→ **Problem statement**: List every line in the entries below that contains the word "pink", matching case exactly.

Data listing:
_____
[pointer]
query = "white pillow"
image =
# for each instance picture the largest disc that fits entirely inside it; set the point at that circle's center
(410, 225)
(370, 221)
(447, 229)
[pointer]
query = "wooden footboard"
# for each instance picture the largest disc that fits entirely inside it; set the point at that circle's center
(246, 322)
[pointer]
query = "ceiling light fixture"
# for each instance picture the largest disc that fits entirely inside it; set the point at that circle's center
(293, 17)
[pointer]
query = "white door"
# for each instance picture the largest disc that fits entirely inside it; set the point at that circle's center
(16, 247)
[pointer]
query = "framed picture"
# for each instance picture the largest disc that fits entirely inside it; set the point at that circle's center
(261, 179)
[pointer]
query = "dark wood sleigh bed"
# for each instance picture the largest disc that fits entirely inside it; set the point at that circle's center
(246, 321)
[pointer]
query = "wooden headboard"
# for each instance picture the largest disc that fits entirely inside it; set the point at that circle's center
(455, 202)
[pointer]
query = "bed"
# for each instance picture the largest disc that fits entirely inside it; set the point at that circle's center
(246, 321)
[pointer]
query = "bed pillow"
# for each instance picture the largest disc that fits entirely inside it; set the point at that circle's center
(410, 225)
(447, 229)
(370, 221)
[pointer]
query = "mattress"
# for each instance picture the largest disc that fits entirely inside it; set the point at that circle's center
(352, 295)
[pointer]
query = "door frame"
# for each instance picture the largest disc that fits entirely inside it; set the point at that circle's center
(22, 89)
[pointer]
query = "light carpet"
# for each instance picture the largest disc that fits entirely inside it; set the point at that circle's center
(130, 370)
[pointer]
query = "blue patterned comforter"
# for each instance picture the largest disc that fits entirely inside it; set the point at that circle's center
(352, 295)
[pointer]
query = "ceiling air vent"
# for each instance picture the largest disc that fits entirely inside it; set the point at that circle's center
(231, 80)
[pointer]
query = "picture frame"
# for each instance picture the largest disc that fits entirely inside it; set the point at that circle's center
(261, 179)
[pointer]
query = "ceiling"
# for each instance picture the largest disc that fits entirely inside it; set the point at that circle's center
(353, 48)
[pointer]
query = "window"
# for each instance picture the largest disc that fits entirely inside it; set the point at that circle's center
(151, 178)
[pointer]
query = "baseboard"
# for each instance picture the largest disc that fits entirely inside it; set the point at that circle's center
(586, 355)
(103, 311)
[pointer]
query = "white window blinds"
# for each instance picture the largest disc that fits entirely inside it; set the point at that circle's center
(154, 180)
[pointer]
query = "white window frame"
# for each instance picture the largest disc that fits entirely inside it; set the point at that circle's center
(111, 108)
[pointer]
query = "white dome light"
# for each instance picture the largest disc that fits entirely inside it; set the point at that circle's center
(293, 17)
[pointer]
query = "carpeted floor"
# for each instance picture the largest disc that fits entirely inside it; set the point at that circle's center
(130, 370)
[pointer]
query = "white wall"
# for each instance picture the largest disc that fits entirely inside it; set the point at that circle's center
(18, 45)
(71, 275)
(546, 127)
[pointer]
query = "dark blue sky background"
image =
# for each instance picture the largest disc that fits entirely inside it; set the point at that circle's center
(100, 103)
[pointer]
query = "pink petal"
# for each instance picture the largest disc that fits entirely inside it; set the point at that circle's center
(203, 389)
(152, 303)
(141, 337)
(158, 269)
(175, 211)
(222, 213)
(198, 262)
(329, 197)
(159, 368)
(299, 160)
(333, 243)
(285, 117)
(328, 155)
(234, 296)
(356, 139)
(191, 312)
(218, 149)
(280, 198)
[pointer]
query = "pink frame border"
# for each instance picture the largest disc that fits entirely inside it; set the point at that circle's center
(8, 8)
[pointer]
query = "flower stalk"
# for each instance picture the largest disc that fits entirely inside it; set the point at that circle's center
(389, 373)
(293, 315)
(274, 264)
_____
→ **Worked solution**:
query = "pink petal"
query = "pink frame border"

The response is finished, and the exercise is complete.